- [EXERCISE GOAL]: Pull out each line below that contains the word "frame". Case counts, so a line only matches if the capitals and lowercase letters are the same.

--- Begin MATERIAL SHOWN ---

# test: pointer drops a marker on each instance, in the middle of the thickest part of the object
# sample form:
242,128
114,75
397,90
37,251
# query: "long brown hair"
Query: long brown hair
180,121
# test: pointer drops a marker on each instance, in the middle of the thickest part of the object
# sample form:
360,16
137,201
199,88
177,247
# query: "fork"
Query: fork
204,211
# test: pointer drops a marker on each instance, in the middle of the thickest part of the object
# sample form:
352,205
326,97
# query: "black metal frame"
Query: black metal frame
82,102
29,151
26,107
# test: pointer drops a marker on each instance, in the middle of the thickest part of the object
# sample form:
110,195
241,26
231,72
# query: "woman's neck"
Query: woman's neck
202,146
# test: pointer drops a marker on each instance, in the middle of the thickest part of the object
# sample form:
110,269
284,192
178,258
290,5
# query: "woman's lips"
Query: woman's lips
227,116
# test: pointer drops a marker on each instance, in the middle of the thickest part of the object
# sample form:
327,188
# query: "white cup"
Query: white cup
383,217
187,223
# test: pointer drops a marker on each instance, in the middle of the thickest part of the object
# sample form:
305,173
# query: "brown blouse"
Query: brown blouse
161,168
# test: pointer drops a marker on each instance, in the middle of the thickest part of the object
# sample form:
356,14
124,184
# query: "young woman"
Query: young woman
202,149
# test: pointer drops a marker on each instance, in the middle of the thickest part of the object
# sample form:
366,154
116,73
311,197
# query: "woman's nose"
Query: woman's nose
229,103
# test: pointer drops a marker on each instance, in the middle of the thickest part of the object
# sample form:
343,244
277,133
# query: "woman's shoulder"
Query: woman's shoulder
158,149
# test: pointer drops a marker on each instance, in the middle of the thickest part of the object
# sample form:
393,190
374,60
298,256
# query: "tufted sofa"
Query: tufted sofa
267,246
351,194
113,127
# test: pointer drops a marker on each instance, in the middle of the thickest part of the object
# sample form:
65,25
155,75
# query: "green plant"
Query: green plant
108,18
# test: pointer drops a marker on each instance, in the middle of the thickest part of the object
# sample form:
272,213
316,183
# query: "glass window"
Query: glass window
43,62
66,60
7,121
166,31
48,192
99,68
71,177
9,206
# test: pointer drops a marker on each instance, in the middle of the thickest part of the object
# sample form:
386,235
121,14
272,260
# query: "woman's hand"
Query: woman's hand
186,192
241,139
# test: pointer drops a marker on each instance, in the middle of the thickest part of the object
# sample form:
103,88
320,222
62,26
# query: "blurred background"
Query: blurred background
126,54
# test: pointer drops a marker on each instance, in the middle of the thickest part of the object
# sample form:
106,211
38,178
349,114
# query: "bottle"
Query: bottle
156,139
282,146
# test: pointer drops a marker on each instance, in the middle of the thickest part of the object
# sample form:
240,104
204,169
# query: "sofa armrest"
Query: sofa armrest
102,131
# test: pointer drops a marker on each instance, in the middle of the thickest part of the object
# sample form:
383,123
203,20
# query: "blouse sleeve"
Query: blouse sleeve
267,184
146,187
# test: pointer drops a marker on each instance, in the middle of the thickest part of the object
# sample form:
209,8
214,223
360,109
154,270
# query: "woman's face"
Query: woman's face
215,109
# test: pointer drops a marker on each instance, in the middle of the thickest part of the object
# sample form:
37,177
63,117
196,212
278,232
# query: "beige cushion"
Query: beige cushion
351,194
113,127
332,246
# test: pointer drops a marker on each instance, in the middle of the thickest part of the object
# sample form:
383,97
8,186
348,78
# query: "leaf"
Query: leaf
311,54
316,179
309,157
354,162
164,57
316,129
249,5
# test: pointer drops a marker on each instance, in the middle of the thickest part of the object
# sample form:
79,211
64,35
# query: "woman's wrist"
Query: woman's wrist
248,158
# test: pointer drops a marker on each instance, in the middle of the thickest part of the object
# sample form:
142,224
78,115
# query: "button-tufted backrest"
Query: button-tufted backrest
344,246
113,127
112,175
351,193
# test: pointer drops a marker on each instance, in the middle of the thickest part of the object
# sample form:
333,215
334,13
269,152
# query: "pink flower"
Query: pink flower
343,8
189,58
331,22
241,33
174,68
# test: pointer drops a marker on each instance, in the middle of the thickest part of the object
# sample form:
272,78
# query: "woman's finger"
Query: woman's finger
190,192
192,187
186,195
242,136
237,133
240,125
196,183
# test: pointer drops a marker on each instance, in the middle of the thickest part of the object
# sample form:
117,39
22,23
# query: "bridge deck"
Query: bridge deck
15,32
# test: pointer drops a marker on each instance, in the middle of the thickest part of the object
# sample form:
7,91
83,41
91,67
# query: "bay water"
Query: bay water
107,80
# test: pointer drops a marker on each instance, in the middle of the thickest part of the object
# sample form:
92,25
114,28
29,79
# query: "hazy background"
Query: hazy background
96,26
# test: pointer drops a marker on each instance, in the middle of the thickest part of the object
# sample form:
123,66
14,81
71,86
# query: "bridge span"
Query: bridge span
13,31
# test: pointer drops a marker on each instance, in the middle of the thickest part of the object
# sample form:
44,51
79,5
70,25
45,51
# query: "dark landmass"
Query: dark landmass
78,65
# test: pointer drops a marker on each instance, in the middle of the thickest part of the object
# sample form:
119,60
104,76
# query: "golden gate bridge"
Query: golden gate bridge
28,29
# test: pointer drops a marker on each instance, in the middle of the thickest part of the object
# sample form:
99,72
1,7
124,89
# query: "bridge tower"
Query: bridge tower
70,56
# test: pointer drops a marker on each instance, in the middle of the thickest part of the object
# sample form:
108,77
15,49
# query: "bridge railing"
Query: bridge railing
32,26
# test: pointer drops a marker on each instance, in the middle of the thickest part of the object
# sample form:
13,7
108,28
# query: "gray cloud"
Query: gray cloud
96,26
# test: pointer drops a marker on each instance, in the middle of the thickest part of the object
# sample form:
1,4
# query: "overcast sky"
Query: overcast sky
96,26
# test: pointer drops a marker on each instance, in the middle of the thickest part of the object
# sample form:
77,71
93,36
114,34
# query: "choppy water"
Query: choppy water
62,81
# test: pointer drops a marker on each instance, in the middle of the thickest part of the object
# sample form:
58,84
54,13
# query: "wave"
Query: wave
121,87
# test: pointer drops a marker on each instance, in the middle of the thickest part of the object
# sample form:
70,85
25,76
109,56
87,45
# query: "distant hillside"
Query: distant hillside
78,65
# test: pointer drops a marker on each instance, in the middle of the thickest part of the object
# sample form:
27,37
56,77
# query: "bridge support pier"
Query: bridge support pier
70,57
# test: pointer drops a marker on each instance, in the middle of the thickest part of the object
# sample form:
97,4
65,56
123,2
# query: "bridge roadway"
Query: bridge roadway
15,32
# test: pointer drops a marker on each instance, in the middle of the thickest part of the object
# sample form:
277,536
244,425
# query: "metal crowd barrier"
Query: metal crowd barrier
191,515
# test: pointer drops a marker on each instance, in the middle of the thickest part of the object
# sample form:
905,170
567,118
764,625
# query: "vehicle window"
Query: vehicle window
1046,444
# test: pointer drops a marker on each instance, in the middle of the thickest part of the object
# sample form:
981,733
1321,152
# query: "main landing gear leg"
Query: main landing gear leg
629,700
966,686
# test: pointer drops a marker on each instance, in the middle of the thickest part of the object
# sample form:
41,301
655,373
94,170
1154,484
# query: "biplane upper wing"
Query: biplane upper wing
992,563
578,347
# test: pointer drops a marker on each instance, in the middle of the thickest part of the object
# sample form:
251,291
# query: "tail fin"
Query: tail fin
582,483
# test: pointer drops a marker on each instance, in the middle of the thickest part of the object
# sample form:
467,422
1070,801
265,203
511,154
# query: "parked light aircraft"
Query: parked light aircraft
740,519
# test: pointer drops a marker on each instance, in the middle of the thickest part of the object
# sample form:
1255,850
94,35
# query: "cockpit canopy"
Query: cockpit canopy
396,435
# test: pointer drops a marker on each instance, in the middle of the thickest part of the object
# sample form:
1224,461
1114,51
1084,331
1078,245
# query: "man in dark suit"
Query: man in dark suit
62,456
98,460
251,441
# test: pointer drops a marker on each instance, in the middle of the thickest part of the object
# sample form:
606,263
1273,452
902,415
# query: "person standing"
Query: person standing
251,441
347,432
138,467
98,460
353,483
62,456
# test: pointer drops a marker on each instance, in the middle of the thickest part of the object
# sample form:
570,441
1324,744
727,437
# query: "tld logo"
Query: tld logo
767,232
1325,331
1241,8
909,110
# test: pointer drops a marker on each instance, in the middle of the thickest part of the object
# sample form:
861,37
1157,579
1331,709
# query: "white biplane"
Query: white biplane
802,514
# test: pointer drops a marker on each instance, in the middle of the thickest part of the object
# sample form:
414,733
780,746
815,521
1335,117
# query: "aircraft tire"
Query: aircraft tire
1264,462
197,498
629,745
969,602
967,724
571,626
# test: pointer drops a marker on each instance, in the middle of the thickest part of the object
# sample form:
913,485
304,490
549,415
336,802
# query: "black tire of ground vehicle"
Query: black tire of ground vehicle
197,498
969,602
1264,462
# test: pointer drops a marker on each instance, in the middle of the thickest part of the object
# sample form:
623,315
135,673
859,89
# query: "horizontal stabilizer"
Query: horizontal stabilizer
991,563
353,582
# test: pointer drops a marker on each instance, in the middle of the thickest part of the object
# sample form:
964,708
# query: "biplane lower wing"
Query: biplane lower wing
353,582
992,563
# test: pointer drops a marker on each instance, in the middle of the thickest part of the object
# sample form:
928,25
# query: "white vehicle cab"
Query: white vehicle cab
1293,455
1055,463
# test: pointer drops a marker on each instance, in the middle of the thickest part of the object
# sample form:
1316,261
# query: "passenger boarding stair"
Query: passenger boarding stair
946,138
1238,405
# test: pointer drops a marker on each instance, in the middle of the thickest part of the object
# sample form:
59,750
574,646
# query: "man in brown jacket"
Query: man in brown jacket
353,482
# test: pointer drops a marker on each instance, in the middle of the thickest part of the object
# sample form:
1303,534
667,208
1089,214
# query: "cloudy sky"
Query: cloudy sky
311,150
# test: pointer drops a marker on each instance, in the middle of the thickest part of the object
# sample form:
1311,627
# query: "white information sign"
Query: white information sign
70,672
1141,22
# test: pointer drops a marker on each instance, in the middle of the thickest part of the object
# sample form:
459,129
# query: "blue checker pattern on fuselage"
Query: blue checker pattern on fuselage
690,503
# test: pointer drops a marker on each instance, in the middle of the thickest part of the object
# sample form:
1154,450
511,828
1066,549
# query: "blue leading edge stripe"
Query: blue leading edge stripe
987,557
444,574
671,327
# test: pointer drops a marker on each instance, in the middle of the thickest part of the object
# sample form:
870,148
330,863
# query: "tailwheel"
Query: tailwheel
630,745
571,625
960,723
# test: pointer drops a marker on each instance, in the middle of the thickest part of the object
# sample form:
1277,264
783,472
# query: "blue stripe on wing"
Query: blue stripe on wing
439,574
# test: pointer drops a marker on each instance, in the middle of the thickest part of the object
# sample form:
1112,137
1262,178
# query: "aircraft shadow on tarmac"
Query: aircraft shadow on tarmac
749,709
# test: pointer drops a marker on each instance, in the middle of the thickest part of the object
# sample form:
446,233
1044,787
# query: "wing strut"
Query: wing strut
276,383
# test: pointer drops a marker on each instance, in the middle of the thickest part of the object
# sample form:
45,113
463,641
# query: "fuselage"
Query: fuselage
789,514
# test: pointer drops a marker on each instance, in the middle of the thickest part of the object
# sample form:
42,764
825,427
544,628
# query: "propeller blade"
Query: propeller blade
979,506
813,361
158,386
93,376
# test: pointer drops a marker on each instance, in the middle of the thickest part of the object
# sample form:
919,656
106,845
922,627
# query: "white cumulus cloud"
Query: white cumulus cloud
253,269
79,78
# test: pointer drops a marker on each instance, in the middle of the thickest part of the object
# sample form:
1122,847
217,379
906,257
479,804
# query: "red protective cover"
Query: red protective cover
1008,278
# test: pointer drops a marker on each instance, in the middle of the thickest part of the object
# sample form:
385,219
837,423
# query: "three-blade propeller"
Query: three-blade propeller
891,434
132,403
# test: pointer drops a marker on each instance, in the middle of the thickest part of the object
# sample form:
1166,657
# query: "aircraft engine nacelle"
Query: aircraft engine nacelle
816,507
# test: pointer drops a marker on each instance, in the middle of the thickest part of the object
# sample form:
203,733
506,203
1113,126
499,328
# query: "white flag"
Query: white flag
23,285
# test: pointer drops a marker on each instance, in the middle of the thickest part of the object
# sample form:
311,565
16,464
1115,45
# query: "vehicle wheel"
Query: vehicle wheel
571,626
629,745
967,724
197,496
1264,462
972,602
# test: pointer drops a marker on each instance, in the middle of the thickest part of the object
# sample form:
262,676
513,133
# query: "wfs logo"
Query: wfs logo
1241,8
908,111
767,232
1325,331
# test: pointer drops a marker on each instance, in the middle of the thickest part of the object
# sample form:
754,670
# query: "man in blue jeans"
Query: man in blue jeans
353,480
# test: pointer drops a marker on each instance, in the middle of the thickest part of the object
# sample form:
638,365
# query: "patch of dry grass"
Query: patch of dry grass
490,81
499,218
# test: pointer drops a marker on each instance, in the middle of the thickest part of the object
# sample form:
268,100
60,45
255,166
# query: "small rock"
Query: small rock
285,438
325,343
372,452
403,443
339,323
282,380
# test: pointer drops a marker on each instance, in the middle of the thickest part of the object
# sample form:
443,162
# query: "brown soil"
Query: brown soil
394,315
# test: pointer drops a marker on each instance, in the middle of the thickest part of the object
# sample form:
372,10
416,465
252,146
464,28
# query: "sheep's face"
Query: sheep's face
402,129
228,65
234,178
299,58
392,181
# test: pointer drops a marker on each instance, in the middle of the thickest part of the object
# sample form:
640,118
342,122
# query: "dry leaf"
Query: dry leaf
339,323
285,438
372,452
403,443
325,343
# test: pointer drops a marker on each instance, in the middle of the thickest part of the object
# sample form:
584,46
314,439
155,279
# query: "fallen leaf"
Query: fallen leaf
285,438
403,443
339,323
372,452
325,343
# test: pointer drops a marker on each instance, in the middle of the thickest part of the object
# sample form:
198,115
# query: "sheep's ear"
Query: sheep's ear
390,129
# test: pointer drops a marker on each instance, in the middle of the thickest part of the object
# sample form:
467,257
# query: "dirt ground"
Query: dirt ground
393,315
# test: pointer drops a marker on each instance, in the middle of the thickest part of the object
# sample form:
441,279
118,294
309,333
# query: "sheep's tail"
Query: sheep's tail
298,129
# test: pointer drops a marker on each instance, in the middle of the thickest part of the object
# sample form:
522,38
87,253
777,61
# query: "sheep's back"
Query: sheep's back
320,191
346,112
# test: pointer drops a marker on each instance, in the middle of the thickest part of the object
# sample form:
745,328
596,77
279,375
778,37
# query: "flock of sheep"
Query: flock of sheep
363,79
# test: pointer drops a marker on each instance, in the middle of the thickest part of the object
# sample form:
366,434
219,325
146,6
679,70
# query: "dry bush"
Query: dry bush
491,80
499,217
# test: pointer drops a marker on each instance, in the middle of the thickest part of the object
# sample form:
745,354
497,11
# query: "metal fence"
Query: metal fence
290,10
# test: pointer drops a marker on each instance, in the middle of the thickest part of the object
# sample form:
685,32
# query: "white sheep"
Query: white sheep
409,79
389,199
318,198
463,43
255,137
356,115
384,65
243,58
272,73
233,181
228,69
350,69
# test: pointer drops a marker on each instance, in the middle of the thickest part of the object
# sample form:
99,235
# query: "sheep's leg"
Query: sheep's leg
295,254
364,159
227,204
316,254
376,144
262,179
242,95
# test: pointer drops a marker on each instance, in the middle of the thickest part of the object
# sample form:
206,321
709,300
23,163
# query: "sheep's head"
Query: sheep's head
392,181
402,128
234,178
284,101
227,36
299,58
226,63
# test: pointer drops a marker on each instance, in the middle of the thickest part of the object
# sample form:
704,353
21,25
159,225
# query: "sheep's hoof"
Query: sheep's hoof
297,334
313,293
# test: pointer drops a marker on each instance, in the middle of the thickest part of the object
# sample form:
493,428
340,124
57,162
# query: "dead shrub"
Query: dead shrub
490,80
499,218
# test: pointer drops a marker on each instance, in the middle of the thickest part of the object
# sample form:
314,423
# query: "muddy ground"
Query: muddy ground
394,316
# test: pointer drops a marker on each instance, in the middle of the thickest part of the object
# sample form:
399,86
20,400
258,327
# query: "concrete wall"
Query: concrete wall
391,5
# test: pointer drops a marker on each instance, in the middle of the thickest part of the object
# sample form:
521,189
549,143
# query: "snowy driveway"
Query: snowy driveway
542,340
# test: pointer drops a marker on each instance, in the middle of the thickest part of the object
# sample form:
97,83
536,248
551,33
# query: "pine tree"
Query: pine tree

--- End MATERIAL SHOWN ---

- [WRITTEN ANSWER]:
# query: "black metal frame"
Query: black metal frame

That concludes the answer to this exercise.